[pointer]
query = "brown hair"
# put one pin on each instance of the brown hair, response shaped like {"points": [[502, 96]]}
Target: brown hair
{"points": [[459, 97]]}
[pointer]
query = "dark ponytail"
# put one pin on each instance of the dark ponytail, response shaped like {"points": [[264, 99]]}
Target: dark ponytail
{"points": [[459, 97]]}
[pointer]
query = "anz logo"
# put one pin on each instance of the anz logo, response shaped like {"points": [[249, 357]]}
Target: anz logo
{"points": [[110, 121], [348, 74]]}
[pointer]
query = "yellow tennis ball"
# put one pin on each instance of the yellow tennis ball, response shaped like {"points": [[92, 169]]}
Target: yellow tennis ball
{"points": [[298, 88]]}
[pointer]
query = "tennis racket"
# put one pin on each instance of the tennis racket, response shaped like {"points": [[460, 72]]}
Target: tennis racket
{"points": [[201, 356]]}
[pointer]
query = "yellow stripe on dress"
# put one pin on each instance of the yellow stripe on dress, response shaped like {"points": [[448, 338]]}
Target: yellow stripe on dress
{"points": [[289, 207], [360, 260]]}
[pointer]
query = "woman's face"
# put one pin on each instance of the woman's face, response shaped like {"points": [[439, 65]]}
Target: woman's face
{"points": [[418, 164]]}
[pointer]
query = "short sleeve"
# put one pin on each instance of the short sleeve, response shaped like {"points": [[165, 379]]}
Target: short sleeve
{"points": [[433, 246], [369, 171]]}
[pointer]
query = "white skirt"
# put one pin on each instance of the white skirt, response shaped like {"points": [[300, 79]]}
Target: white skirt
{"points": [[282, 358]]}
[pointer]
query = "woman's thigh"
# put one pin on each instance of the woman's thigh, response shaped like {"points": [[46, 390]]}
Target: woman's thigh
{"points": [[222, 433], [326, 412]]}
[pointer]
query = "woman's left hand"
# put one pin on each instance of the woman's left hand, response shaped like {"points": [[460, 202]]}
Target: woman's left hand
——
Copy every entry above verbatim, line for line, with no changes.

Problem solution
[pointer]
query = "brown hair"
# put one pin on each instance of the brown hair, response shaped like {"points": [[502, 96]]}
Target: brown hair
{"points": [[459, 97]]}
[pointer]
query = "dark ponytail"
# put one pin on each instance of the dark ponytail, response shaped like {"points": [[264, 99]]}
Target: dark ponytail
{"points": [[459, 97]]}
[pointer]
query = "anz logo"
# put one pin on each instance of the anz logo, response shaped like {"points": [[249, 357]]}
Target: anz logo
{"points": [[110, 121], [348, 74]]}
[pointer]
query = "yellow tennis ball"
# put one pin on each instance of the yellow tennis ball, response shaped like {"points": [[92, 169]]}
Target: yellow tennis ball
{"points": [[298, 88]]}
[pointer]
query = "tennis racket"
# put one pin on each instance of the tennis racket, response shaped like {"points": [[460, 72]]}
Target: tennis racket
{"points": [[201, 356]]}
[pointer]
query = "yellow stripe on dress"
# put one pin on each instance of the yellow stripe on dress, response shaped like {"points": [[448, 338]]}
Target: yellow stripe on dress
{"points": [[289, 207], [360, 260]]}
[pointer]
query = "woman's face"
# put one pin on each instance of the woman's face, response shaped like {"points": [[439, 65]]}
Target: woman's face
{"points": [[418, 164]]}
[pointer]
query = "short sleeve"
# put one pin on each instance of the short sleeve, response shaped like {"points": [[165, 379]]}
Target: short sleeve
{"points": [[433, 246], [369, 171]]}
[pointer]
query = "white skirt"
# put one pin on each instance of the white skirt, response shaped like {"points": [[300, 79]]}
Target: white skirt
{"points": [[282, 358]]}
[pointer]
query = "woman's thigh"
# put one pin on each instance of the woman's thigh, response shaped like {"points": [[46, 390]]}
Target: woman's thigh
{"points": [[222, 433], [326, 412]]}
[pointer]
query = "woman's left hand"
# put one pin on each instance of the woman's left hand, response shaped like {"points": [[460, 202]]}
Target: woman's left hand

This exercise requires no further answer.